[Aim of the exercise]
Make an exact copy of the records below, excluding images.

**** Data ****

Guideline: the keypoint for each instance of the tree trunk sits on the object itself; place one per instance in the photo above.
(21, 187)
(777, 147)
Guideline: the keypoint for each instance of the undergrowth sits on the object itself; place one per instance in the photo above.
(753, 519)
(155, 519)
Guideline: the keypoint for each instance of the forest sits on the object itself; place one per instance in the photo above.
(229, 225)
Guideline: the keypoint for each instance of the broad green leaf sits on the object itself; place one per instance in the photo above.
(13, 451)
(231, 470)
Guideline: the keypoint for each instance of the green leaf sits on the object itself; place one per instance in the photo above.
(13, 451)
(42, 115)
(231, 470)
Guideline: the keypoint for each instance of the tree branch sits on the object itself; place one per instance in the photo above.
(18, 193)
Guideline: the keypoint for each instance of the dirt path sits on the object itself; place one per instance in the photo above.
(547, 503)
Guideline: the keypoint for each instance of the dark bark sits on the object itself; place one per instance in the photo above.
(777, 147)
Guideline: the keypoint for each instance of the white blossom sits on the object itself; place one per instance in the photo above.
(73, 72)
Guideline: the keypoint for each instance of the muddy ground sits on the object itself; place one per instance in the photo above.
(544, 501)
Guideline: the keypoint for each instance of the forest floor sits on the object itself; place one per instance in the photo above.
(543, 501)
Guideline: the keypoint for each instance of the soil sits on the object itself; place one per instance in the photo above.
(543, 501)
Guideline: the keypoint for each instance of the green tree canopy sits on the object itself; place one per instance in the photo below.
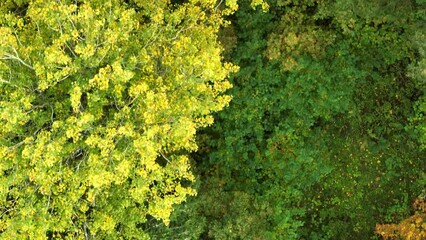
(99, 105)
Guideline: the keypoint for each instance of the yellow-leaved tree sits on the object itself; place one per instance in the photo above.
(99, 104)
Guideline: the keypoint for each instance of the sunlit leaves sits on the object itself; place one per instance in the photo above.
(100, 103)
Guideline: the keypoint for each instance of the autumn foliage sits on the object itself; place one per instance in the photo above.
(414, 227)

****

[Reply to the exercise]
Guideline: the keypoint for each instance of the tree trunk sits on the object itself; place one per instance in the photo above.
(21, 187)
(777, 147)
Guideline: the keypoint for each instance of the undergrowth sits on the object itself; place one per instance in the photo above.
(753, 519)
(155, 519)
Guideline: the keypoint for each instance of the forest sits on the object itself; place one per instance in the photo above.
(229, 225)
Guideline: the keypoint for each instance of the broad green leaf sits on the object itself; place one per instance in the photo above.
(13, 451)
(231, 470)
Guideline: the keypoint for each instance of the green leaf sits on the object itself; place one per instance in the photo above.
(13, 451)
(42, 115)
(231, 470)
Guideline: the keypoint for each instance of the tree branch sits on the object itself; place one per instance in the photo above.
(18, 193)
Guideline: the keypoint for each instance of the dirt path sits on the object itself; place one per instance in the photo above.
(547, 503)
Guideline: the keypoint for each instance of the dark bark sits on the object itself; place one per instance in the photo above.
(777, 147)
Guideline: the keypoint for each instance of the white blossom sits on the object itself; place one per instance in the photo above.
(73, 72)
Guideline: the keypoint for each instance of the muddy ground sits on the object itself; place one per instance in the photo above.
(544, 501)
Guideline: the keypoint for each instance of the forest floor sits on the object itself; place one per instance in the photo above.
(543, 501)
Guideline: the keypoint for each instance of the soil sits on the object itself; place one per instance in the photo above.
(543, 501)
Guideline: the keypoint for each instance of the green tree canopy sits on the object itself; place one per instance in the photo below.
(99, 105)
Guideline: the keypoint for each instance of the yellow-leaved tree sits on the object itself; place one per instance in the photo above.
(99, 104)
Guideline: the keypoint for each instance of the sunlit leaves sits on the object itself; place one per instance in the photo above.
(100, 103)
Guideline: the keypoint for each instance of the autumn foliage sits on the object itself; place one per instance in the photo above.
(414, 227)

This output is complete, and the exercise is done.